Write out, word for word, the part of the listing below that opens with the line containing "negative clicks: (234, 93)" and closes with the line containing "negative clicks: (188, 7)", keeping both of those lines and adding no others.

RECORDS SHOWN:

• • •

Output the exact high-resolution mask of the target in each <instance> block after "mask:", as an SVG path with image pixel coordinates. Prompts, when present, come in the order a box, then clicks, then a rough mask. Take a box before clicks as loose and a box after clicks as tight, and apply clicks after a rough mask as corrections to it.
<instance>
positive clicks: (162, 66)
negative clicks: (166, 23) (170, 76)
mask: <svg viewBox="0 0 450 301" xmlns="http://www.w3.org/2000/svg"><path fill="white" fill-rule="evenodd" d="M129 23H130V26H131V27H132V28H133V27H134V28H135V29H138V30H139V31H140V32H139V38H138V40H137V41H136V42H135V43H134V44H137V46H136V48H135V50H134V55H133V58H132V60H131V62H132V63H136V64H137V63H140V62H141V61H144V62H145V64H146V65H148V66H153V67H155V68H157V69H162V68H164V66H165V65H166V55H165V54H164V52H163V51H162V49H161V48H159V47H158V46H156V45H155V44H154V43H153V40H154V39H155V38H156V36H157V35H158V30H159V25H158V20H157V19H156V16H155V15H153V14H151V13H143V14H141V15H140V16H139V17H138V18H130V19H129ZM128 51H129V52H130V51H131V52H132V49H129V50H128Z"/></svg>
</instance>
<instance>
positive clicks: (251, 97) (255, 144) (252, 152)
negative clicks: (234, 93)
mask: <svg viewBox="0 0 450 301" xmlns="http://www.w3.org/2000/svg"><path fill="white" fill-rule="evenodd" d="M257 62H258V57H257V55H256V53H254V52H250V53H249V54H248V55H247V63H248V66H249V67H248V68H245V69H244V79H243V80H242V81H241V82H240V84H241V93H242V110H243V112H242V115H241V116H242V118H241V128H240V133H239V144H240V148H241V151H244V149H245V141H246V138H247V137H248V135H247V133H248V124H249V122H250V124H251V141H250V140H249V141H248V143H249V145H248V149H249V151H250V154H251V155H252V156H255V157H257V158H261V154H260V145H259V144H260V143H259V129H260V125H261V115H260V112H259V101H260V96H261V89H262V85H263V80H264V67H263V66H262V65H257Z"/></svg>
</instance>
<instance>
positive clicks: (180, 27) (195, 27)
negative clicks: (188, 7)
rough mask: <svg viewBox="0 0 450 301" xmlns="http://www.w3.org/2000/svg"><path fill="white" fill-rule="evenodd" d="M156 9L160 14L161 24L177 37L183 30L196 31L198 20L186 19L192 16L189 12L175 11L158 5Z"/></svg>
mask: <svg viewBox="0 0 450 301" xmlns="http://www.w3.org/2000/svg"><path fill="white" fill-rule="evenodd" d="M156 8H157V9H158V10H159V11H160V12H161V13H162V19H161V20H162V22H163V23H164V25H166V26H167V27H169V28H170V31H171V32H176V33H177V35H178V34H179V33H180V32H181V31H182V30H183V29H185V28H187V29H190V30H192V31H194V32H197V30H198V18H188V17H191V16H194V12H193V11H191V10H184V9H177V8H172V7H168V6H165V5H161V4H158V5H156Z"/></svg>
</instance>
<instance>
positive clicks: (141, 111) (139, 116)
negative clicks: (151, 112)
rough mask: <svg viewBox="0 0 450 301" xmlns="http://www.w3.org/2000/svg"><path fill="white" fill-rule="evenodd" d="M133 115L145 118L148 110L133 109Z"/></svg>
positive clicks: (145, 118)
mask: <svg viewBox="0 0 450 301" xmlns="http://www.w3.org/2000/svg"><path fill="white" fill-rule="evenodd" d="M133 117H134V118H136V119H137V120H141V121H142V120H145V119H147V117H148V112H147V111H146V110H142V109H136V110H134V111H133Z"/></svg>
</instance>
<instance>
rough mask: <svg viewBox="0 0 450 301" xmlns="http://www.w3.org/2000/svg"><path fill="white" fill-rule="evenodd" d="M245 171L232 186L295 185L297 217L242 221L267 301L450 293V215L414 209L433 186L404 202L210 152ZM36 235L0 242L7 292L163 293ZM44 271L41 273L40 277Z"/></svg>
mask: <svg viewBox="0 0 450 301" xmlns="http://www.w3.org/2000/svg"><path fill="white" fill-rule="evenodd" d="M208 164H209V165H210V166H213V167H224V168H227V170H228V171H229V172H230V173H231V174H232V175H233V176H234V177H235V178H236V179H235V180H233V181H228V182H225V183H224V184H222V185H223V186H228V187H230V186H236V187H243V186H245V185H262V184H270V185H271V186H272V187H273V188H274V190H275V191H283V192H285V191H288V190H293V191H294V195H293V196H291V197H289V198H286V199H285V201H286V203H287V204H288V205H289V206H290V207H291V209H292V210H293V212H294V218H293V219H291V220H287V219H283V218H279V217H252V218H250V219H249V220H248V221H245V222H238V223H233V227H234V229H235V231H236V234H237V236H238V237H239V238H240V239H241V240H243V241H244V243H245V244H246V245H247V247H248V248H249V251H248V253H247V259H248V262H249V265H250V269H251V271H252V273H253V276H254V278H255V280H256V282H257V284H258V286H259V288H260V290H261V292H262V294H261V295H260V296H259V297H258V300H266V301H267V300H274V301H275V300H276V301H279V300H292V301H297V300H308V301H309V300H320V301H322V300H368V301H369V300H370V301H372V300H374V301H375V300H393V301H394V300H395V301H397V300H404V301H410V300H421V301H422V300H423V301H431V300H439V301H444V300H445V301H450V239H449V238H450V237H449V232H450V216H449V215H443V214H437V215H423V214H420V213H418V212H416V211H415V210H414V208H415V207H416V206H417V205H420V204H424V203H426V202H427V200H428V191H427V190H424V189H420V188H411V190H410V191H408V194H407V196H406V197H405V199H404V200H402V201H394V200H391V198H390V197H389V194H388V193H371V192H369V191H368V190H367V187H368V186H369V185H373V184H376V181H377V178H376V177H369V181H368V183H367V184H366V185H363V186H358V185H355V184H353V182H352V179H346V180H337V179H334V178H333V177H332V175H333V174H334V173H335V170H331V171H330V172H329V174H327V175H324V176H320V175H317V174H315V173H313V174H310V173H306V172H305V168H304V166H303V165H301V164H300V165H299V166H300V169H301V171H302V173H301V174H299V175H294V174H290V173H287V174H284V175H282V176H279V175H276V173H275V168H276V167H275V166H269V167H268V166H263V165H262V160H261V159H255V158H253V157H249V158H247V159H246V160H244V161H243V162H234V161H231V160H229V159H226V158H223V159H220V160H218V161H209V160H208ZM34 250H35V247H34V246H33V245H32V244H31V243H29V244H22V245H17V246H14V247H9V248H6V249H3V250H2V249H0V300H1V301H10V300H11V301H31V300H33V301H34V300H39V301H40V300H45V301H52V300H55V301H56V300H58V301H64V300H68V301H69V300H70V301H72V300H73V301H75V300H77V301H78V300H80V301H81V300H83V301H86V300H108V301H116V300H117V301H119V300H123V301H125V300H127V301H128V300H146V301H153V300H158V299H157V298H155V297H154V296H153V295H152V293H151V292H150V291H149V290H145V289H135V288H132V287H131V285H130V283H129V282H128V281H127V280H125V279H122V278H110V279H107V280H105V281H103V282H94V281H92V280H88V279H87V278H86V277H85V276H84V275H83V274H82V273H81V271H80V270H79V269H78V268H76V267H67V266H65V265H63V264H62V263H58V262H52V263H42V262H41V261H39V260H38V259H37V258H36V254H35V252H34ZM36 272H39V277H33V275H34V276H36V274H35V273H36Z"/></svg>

• • •

SOLUTION:
negative clicks: (234, 93)
mask: <svg viewBox="0 0 450 301" xmlns="http://www.w3.org/2000/svg"><path fill="white" fill-rule="evenodd" d="M257 62H258V57H257V55H256V53H254V52H250V53H249V54H248V55H247V63H248V66H249V67H248V68H245V69H244V79H243V80H242V81H241V82H240V84H241V93H242V110H243V112H242V115H241V116H242V118H241V128H240V133H239V144H240V148H241V151H244V149H245V141H246V138H247V137H248V135H247V133H248V124H249V122H250V124H251V141H250V140H249V141H248V143H249V145H248V149H249V151H250V154H251V155H252V156H255V157H257V158H261V154H260V145H259V144H260V143H259V129H260V125H261V115H260V112H259V101H260V96H261V89H262V85H263V80H264V67H263V66H262V65H257Z"/></svg>
</instance>
<instance>
positive clicks: (180, 27) (195, 27)
negative clicks: (188, 7)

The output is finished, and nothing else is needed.